Page excerpt -
Oct. 19
3:23 PM
Tolerance, Bigotry, and Tolerating Bigotry
I’m probably the worst candidate for gently educating bigots, as I tend to lose my temper when confronted with the smug, patronizing attitude that so often characterizes these debates—desiring equal rights for all human beings is such a simple premise that when confronted with people who think otherwise I sometimes lose my shit. This is a weakness of mine, and one that I’m constantly trying to work on—this Ill Doctrine’s clip is a good place to start, if you’re anything like me. It’s nothing new, either— I got into a lot of fights (read: I got beat up a lot and only occasionally landed a punch) in grade school after my all-white classmates found out I had a black friend who lived in the nearby city, and rather than renouncing this heinous relationship I stuck up for the absent object of their hostility. Rural Pennsylvania, man—they may have never seen a person of color other than on TV, but that didn’t stop them from hating out of general principle.

Set task A -
Answer these about the post on tolerance and bigotry:
(i) What does the writer tend to lose when faced with a smug, patronizing attitude?
(ii) What did the writer's grade-school classmates find out?
(iii) In what region did those grade-school fights take place?
Set task B - Write the next part of the post on tolerance and bigotry, picking up after its last sentence.

Entries provided -
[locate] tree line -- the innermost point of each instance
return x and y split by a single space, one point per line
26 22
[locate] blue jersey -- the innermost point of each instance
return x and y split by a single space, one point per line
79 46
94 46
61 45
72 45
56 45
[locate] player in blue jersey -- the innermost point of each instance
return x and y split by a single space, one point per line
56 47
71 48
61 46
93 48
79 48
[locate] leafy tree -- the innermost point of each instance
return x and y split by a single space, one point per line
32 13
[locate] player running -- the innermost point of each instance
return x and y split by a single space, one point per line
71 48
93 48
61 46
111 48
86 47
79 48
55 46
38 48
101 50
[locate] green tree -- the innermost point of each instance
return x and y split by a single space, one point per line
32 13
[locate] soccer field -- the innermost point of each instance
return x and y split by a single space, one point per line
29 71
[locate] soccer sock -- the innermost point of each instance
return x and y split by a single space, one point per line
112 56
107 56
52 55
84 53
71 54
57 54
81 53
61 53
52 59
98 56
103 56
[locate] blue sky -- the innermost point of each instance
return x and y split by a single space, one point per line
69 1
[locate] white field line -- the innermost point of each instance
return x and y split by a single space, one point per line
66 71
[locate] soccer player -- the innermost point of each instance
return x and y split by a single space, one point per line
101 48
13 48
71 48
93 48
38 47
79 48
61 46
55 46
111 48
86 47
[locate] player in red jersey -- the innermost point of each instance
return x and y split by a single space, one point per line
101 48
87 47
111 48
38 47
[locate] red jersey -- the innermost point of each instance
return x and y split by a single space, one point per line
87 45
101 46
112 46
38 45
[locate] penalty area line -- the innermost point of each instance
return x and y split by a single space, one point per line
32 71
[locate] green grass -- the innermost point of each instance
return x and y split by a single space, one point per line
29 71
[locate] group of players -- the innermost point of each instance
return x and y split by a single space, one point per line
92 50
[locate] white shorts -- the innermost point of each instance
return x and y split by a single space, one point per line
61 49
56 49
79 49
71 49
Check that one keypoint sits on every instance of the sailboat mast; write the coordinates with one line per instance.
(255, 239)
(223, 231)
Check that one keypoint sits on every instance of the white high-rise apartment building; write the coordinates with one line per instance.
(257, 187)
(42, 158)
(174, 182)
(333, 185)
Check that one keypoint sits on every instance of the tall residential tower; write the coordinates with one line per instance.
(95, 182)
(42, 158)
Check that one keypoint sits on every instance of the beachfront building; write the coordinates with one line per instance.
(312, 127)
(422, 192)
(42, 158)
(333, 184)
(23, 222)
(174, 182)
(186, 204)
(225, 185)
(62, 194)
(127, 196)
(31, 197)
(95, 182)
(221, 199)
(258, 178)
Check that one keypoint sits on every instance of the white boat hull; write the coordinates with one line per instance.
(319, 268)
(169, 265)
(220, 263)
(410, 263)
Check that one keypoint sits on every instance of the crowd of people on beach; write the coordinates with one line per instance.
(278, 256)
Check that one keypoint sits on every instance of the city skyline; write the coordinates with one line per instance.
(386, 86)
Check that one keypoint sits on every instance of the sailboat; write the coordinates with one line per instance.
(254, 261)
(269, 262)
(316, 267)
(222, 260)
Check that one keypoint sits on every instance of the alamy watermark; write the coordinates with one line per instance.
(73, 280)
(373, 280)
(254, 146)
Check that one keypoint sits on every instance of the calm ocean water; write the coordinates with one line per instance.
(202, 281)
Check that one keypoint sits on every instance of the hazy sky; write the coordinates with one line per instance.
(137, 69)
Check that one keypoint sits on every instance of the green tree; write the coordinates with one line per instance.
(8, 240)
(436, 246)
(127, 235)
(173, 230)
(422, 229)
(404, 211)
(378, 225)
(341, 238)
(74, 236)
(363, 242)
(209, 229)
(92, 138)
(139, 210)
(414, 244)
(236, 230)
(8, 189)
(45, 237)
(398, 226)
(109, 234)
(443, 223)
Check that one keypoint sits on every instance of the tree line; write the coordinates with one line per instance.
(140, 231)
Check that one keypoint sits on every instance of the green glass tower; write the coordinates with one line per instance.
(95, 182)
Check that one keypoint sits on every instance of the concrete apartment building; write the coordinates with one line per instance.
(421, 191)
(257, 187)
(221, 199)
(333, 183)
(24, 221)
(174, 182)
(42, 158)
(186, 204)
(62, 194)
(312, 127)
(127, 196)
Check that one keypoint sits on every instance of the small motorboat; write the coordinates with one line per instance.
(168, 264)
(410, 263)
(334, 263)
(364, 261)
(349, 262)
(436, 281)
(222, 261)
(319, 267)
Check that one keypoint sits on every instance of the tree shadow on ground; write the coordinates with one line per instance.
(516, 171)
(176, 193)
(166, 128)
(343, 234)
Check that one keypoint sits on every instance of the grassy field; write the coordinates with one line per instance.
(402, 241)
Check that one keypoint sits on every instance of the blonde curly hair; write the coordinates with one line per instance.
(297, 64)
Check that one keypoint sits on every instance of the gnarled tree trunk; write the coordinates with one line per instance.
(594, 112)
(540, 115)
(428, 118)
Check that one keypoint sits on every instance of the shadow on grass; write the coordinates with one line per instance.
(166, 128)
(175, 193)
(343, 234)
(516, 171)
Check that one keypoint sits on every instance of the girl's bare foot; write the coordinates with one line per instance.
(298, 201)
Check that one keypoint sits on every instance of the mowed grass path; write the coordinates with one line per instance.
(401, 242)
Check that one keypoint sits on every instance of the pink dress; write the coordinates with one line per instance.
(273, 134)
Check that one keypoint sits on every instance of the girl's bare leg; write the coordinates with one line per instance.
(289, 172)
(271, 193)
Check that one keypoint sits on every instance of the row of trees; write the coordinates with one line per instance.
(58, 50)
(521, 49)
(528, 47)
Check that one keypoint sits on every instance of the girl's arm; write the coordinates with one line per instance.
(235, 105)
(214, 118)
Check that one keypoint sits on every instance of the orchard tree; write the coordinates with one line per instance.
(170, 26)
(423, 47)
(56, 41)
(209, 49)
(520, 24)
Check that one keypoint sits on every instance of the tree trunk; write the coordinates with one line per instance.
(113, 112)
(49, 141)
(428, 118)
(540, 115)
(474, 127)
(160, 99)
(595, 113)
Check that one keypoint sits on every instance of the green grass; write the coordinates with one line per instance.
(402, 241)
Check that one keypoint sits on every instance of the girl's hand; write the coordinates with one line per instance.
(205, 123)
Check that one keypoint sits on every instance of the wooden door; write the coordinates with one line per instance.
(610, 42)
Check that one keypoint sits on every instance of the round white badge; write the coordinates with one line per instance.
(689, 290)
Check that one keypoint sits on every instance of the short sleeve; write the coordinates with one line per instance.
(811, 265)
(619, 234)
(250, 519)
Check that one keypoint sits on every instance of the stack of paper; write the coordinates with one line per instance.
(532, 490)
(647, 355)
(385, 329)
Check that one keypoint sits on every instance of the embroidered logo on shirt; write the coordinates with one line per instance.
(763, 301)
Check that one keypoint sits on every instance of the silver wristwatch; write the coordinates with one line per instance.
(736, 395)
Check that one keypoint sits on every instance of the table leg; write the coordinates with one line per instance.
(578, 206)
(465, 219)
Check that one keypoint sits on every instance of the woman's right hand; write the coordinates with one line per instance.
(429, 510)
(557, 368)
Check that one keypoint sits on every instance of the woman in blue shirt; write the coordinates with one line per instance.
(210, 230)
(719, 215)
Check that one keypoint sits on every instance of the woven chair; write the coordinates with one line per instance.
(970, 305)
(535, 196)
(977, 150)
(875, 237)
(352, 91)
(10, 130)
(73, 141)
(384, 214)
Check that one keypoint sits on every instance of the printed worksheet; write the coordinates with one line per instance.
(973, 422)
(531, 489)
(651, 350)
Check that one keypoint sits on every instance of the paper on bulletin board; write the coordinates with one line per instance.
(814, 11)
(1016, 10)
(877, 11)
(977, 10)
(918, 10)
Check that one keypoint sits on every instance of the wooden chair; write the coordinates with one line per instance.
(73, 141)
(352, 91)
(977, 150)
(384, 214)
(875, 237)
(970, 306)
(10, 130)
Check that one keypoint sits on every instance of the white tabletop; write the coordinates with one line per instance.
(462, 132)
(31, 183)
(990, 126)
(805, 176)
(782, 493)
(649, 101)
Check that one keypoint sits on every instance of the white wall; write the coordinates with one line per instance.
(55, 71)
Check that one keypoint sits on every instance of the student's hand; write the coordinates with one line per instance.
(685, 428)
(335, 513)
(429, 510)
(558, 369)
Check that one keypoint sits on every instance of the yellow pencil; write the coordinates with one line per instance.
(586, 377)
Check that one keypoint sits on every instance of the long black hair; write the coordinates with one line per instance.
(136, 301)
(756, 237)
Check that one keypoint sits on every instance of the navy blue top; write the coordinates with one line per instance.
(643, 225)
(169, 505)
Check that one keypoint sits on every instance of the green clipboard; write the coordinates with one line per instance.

Exercise response A -
(i) Their temper.
(ii) That the writer had a black friend who lived in the nearby city.
(iii) Rural Pennsylvania.

Exercise response B -
I’m not bringing this up to boast about what an awesome white liberal I am, battling the hordes of ignorance with only two bloody knuckles and a fourth-grader’s sense of justice—I’m bringing it up because I think that was about as good a person as I’ve ever been, and after we moved down south that fearless championing of human rights fell into something more cautious and careful. As I grew older I would still engage people in debate, but there comes a time when you have to stop punching people who disagree with you.
Flash forward to the day when I’m an adult with online friends I’ve never met in real life and we get to a unique problem—it’s much easier, for me, at least, to get a feel for someone when they’re standing in front of me than it is to figure it all out based only on black-and-white text on a computer monitor. In the absence of hard evidence to the contrary, I would give people the benefit of the doubt, since I tend to be given to the blatherz myself and wouldn’t want someone to assume the worst about me based on some ill-considered sentence structure, but the longer I was online and the more angry, bigoted posts I would see the less willing to give people the benefit of the doubt I became, and, unfortunately, the more I began to question the effectiveness in mature discourse as a way of educating bigots. This led to a prickly impasse—how much should we tolerate bigotry in the hopes of changing minds through reasonable debate when said bigotry shows little sign of relenting even in the face of facts and figures and many a testimonial?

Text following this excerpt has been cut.